ASSIGNMENT: In the excerpt about cycling and hiking in New Brunswick, condense the paragraph that begins "Compared to British Columbia's West Coast Trail" into a short bulleted list of its main facts.

Today’s winds are gusting up to 45 kilometres an hour, enjoyable when the wind is blowing at my back, but not so much when I turn direction. The terrain on most of the Veloroute is flat but riding into a headwind can be a formidable task. Daniel tells me that when he used to travel to mountain areas to cycle, he was afraid he wouldn’t meet the challenge of the steep terrain. As it turns out, he learned that riding in high winds is an equivalent cardio workout.
The final leg of the Veloroute I ride is the circuit from the drawbridge at Shippagan over to Miscou Island. Daniel says it’s his favourite, and it’s easy to see why. The bulk of the ride is on roads along the coastline and through forested inland areas. I pass several churches and make the stop at St. Cecile to admire the artwork and hear the acoustics famous for Baroque concerts. There are more cyclists on Miscou Island, but the roads aren’t that busy and motorists are respectful of cyclists.
Closer to the Miscou Lighthouse on the tip of the peninsula, the spongy peat bogs on the sides of the road are a stunning textured patchwork. The 1856 lighthouse is still functioning; paying the entrance fee and climbing the stairs is worth it for the view of Chaleur Bay, across the St. Lawrence, all the way to Quebec’s Gaspe.
Later that week, after exploring Saint John, a lovely old city surprisingly rich in Loyalist history and architecture, but also filled with modern-day attractions, including trendy shopping and food and drink establishments, I take my first step onto the Fundy Footpath Trail. I’m hiking a 15-kilometre section, heading east, starting at the footbridge that crosses the Big Salmon River.
Compared to British Columbia’s West Coast Trail, the 64-kilometre Fundy Footpath, located in the Fundy Trail Parkway (drivable from one end to the other as of 2020), remains relatively under-utilized. I don’t see another soul until I come to Long Beach, where some tourists get out of their vehicle to look down the expanse of beach, which at low tide, exposes a half kilometre of sandy ocean floor. After all, this is the Bay of Fundy, home to the highest tides in the world.
This challenging wilderness trail hugs the coastline, with a fairly constant up-and-down terrain. Scenery ranges from pretty, mixed forest to amazing headland views, and long stretches of beach. Although the views are best from the areas where the trail borders high sea cliffs, I also enjoy my time of rock hopping across streams and muddy patches, scrambling over tree roots, and wading through patches of waist-high ferns.
It’s easy to slip into a peaceful lull through the emerald green forests, but I quickly realize I need to keep my wits about me to follow the path, especially on the second half of the trail, where the white blazes are posted less often and where the dappling of the sun on the trees can look deceivingly like the markers.

Extracted data entries:

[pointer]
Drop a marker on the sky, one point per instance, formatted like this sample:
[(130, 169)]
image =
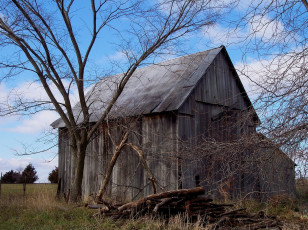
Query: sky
[(20, 134)]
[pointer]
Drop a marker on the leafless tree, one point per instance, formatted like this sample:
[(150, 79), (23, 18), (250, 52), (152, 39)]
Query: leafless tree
[(275, 34), (43, 38)]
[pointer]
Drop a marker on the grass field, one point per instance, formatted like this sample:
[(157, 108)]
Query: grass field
[(39, 209)]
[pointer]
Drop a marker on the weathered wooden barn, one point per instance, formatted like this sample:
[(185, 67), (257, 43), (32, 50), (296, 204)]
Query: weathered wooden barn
[(177, 112)]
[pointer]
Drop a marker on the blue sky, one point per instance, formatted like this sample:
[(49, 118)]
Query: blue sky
[(18, 133)]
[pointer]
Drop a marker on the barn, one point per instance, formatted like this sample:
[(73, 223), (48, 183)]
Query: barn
[(189, 123)]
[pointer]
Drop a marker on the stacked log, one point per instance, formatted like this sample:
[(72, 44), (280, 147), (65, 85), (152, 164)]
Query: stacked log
[(191, 204)]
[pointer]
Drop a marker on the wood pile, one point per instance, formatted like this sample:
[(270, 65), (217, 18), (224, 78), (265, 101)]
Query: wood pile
[(192, 206)]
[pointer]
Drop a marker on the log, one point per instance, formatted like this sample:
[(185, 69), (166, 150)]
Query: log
[(164, 202), (179, 193)]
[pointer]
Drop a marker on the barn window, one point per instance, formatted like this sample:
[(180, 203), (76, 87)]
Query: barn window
[(197, 180)]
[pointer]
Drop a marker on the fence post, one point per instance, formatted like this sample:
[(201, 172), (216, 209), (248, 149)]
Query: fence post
[(0, 183), (24, 186)]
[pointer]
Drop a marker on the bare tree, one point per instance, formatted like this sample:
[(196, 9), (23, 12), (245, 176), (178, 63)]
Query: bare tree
[(42, 38), (274, 33)]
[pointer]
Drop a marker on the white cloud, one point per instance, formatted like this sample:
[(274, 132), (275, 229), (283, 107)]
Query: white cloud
[(283, 73), (218, 35), (267, 29), (36, 123)]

THE COMPLETED TASK:
- The 64-kilometer Fundy Footpath, in the Fundy Trail Parkway, is relatively under-utilized compared to British Columbia's West Coast Trail.
- The parkway has been drivable from one end to the other since 2020.
- No one else is seen on the trail until Long Beach, where some tourists leave their vehicle to look down the beach.
- At low tide, the beach exposes half a kilometer of sandy ocean floor.
- The Bay of Fundy has the highest tides in the world.